INSTRUCTIONS FOR THE TASK
Repeat every record below exactly as written.

Stored data entries:
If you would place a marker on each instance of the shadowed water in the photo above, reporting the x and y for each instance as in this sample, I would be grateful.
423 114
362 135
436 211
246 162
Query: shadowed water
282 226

SOLUTION FOR THIS EXERCISE
If you would place a marker on each instance of the shadowed water in the photo above, reporting the x and y for each instance as in this sample, I would be grateful.
423 114
362 135
436 211
246 162
Query: shadowed water
282 226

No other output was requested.